Region pointing data
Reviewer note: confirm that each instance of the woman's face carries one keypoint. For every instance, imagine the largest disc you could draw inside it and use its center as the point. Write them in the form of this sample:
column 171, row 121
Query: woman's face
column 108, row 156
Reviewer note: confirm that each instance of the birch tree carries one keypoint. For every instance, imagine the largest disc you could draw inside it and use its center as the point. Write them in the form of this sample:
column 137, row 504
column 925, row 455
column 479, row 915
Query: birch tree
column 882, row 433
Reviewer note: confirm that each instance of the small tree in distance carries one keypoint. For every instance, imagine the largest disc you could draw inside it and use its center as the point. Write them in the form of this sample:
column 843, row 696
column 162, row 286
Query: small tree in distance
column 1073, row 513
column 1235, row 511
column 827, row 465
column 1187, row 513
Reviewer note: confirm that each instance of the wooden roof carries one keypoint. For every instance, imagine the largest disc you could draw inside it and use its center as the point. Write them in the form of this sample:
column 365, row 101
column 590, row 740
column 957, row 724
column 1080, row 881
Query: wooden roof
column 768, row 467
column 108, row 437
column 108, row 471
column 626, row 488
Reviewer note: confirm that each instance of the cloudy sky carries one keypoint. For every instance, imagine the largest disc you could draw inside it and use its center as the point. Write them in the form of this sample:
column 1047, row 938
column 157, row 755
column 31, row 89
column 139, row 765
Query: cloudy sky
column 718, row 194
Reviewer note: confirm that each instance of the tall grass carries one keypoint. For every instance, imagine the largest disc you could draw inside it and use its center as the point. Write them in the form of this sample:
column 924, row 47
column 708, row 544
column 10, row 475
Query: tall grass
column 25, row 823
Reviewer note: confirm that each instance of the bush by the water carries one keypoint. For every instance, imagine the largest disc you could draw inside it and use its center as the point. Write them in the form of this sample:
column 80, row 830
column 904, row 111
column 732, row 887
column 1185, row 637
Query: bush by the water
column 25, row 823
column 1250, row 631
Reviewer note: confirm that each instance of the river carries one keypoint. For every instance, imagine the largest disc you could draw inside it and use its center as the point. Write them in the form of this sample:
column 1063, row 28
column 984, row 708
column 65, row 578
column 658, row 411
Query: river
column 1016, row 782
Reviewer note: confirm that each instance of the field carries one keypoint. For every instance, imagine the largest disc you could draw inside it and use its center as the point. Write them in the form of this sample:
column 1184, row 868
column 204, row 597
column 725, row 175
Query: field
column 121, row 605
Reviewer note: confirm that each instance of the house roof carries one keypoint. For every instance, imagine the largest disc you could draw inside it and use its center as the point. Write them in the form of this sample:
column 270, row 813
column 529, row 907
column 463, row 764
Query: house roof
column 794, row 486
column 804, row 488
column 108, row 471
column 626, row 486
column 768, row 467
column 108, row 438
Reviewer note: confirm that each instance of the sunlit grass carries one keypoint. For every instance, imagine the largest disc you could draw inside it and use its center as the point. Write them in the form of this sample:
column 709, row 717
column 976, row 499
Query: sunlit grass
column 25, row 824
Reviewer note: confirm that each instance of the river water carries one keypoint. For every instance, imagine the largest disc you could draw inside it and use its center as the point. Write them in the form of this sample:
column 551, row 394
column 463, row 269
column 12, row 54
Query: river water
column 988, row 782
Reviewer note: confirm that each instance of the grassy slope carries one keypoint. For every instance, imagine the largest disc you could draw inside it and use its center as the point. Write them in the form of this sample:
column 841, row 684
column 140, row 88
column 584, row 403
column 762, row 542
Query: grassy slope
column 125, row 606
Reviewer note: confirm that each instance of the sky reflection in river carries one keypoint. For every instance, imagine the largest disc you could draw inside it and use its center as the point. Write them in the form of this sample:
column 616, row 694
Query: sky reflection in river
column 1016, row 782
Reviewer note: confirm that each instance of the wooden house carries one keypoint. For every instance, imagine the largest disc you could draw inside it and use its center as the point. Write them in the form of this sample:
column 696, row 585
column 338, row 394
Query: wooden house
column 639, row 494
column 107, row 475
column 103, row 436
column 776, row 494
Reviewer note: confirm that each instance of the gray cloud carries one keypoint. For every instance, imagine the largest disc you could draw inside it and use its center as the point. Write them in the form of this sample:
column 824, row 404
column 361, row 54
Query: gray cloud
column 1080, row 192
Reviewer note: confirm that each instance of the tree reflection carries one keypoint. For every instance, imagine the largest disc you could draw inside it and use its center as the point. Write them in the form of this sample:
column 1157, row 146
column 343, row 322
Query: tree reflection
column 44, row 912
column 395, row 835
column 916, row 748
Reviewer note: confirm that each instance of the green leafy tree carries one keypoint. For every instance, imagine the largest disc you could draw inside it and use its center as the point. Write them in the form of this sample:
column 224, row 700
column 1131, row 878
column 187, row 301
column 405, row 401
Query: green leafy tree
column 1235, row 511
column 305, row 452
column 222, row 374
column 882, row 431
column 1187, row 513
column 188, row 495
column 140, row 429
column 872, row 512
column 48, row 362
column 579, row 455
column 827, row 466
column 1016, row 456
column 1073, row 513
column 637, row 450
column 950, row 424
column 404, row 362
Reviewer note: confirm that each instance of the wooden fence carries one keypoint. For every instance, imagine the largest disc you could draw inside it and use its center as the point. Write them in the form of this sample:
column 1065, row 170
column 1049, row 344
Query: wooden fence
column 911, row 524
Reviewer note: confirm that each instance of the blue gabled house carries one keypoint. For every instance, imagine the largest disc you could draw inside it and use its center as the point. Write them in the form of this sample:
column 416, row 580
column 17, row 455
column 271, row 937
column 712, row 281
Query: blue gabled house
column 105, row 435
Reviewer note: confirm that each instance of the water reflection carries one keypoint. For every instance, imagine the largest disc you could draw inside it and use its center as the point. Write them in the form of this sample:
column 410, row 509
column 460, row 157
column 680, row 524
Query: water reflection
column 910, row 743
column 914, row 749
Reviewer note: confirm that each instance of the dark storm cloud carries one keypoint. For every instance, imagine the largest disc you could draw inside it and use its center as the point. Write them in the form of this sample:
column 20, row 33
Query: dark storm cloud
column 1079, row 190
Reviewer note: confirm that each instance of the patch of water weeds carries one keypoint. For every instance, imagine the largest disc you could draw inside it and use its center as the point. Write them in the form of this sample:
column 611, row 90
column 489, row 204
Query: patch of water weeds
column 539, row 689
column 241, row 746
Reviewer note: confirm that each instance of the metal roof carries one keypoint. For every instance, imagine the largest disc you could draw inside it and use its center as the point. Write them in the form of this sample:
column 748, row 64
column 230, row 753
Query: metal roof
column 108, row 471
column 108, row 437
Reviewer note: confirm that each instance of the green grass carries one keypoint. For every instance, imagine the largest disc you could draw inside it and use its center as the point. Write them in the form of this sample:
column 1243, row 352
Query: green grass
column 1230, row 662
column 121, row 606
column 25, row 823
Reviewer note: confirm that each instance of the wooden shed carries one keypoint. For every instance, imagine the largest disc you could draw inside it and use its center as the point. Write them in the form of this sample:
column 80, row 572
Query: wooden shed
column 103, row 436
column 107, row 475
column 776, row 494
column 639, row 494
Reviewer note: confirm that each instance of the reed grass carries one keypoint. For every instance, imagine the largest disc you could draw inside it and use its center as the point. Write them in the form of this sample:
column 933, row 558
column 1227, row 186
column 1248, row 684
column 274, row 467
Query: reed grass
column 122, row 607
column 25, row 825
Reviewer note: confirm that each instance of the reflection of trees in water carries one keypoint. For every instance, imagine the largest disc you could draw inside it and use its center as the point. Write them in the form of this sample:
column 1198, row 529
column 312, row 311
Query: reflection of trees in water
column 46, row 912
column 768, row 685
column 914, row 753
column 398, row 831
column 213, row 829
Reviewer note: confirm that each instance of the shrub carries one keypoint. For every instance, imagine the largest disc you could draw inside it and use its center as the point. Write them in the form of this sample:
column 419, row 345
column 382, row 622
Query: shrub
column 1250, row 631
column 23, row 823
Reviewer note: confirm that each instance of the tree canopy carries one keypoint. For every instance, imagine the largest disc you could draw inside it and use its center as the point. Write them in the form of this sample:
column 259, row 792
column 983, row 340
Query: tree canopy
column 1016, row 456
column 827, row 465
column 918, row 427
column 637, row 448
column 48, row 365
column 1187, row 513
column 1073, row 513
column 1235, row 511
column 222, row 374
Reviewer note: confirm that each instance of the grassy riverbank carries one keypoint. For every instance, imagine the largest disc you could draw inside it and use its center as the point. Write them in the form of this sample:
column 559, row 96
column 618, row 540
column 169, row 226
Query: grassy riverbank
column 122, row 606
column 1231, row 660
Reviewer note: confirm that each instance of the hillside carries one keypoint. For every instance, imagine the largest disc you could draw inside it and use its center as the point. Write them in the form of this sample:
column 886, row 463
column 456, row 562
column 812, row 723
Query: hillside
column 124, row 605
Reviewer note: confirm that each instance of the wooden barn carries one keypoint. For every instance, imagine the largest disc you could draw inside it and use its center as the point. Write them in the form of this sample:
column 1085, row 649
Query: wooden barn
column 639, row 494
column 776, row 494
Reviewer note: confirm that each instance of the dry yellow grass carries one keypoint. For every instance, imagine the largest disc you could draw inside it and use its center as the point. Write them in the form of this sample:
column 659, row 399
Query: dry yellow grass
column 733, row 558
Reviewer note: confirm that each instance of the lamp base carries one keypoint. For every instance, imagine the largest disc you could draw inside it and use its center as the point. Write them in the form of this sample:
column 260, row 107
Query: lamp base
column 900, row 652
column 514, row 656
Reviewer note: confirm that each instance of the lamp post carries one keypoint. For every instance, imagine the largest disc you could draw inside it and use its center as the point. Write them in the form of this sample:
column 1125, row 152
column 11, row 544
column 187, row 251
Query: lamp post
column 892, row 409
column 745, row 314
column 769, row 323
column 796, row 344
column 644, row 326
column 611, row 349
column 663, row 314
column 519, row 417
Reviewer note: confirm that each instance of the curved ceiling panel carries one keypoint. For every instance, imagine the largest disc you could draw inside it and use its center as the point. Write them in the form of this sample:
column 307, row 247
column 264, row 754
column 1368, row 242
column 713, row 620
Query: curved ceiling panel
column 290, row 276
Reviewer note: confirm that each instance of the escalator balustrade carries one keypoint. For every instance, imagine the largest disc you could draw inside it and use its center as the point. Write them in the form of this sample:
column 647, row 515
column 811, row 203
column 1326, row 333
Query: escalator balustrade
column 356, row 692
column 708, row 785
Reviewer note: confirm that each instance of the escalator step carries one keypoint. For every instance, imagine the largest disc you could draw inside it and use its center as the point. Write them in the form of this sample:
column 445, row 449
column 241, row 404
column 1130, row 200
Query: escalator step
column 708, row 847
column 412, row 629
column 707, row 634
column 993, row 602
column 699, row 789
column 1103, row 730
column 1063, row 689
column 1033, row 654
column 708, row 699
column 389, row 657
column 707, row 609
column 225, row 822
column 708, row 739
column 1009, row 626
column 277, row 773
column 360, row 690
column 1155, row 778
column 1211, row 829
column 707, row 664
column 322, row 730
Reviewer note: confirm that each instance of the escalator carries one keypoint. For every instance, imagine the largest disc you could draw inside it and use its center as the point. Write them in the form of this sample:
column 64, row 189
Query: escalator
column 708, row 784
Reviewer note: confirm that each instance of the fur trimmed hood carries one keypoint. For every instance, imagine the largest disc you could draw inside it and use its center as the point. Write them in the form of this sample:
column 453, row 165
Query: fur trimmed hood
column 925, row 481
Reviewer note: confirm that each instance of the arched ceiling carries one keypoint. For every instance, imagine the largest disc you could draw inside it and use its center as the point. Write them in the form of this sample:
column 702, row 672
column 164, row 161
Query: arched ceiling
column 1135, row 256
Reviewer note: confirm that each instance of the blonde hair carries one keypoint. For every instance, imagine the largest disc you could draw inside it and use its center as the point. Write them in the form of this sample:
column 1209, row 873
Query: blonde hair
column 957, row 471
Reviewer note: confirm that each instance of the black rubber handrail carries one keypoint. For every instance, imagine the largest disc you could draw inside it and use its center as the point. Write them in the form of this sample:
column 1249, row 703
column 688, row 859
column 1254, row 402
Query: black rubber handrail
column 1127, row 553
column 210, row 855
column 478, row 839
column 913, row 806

Activity: After locating the line holding "column 1248, row 684" above, output exactly that line and every line after it through the line holding "column 382, row 622". Include nothing else.

Task result:
column 1248, row 684
column 274, row 467
Query: reed grass
column 122, row 607
column 25, row 825
Reviewer note: confirm that each instance of the reflection of trees in water carries one keypoint. For every instance, imagine the largest disc you could draw inside it and use its center as the point. Write them in the form of this sample:
column 1198, row 529
column 312, row 311
Query: reflection of trees in water
column 46, row 912
column 768, row 685
column 914, row 753
column 398, row 831
column 213, row 829
Reviewer note: confirm that each instance of the shrub carries one keypoint. For every instance, imagine the largest disc you could draw inside it and use its center as the point. Write them in the form of this sample:
column 419, row 345
column 382, row 622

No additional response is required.